### Perintah 1:
Menurut teks dokumen, pendekatan apa yang digunakan dalam analisis data penelitian ini?
### Perintah 2:
Tolong tulis ulang bagian teks dokumen yang dibuka dengan kata-kata berisi "4. TEKNIK ANALISIS" dan ditutup dengan "eksak dan deskriptif.", dengan mengganti "metode" menjadi "cara".
### Perintah 3:
Berdasarkan teks dokumen, mengapa perlindungan HAM perlu diatur melalui sarana hukum?

### Teks Dokumen:
4. TEKNIK ANALISIS BAHAN HUKUM
Berdasarkan sifat penelitian ini digunakan metode penelitian bersifat deskriptis analitis, dan analisis data yang digunakan adalah pendekatan kualitatif.[7] Pendekatan kualitatif adalah metode untuk menyelidiki obyek yang tidak dapat diukur dengan angka-angka ataupun ukuran lain yang bersifat eksak dan deskriptif.




BAB II
PEMBAHASAN
A.   Eksistensi Penegakan Hak Asasi Manusia Di Indonesia
Preambul Deklarasi Universal HAM menyatakan bahwa perlindungan terhadap HAM harus dilaksanakan melalui sarana hukum, hal ini dinyatakan sebagai berikut : “whereas it is essential,...that human rights should be protected by the rule of law,...”. Hal tersebut dapat diartikan bahwa di tingkat nasional (Indonesia) masalah perlindungan HAM diatur lebih lanjut melalui sarana hukum. Tegasnya, negara harus mengatur HAM dalam peraturan perundang-undangan dengan upaya legislasi nasional (legislative measure). Melalui sarana hukum diharapkan aspek kepastian hukum terhadap perlindungan HAM akan lebih terjamin.

### Cuplikan Data:
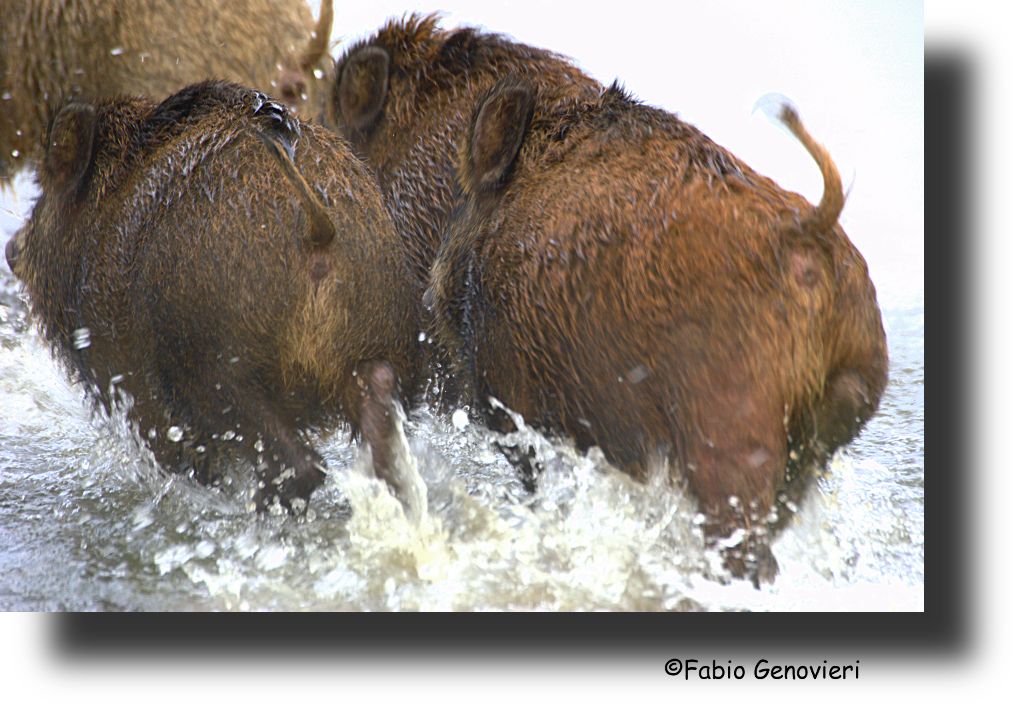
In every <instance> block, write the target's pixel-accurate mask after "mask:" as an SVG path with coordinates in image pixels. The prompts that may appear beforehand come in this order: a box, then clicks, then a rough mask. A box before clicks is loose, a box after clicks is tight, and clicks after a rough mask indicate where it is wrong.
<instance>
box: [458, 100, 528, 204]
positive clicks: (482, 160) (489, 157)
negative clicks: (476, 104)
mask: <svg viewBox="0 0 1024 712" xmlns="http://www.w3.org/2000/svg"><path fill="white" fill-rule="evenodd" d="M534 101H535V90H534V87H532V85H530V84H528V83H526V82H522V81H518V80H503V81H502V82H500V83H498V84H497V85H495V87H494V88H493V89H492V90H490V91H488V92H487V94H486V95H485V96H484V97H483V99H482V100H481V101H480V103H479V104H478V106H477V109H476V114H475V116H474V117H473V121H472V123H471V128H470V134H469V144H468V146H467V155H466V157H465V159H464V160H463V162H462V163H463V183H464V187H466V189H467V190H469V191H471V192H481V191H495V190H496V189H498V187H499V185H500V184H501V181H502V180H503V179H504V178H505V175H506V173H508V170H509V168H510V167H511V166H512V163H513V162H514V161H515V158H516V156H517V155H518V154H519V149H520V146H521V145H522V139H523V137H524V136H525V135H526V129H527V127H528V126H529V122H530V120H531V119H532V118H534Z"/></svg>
---
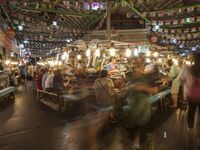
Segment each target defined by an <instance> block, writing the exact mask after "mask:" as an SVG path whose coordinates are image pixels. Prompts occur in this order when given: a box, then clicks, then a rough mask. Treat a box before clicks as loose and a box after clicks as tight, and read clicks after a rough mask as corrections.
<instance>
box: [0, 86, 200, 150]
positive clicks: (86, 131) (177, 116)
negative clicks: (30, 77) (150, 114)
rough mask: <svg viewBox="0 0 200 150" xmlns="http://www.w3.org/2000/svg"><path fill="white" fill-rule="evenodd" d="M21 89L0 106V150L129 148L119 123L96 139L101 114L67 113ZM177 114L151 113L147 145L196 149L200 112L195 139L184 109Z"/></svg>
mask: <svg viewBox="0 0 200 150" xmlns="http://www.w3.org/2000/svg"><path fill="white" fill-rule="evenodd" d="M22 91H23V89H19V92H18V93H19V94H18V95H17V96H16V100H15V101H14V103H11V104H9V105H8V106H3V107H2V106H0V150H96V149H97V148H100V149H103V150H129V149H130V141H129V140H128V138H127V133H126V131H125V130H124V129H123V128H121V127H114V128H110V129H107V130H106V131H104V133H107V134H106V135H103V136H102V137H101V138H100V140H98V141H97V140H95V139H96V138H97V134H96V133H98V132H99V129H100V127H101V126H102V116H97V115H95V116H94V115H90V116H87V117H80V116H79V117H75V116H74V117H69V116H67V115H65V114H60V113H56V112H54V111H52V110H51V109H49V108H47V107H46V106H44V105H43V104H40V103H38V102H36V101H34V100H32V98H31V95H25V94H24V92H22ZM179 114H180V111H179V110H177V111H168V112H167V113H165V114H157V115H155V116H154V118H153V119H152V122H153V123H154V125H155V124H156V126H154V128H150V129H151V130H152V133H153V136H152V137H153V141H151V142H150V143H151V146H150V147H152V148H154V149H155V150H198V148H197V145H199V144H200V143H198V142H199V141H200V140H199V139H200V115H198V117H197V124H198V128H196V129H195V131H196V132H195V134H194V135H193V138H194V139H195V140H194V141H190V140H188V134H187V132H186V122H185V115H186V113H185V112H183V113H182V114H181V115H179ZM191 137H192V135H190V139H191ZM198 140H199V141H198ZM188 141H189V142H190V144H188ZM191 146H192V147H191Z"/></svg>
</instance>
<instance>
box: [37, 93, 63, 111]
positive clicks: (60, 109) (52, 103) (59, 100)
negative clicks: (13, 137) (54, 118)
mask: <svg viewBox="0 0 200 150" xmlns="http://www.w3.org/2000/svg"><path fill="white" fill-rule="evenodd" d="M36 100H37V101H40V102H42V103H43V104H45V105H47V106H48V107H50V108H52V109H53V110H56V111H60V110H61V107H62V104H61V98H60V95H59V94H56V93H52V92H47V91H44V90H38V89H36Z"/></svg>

### Jawaban yang Diharapkan 1:
Pendekatan kualitatif.

### Jawaban yang Diharapkan 2:
4. TEKNIK ANALISIS BAHAN HUKUM
Berdasarkan sifat penelitian ini digunakan cara penelitian bersifat deskriptis analitis, dan analisis data yang digunakan adalah pendekatan kualitatif.[7] Pendekatan kualitatif adalah cara untuk menyelidiki obyek yang tidak dapat diukur dengan angka-angka ataupun ukuran lain yang bersifat eksak dan deskriptif.

### Jawaban yang Diharapkan 3:
Melalui sarana hukum, aspek kepastian hukum terhadap perlindungan HAM diharapkan akan lebih terjamin. Hal ini sejalan dengan Preambul Deklarasi Universal HAM, yang menyatakan bahwa perlindungan HAM harus dilaksanakan melalui sarana hukum.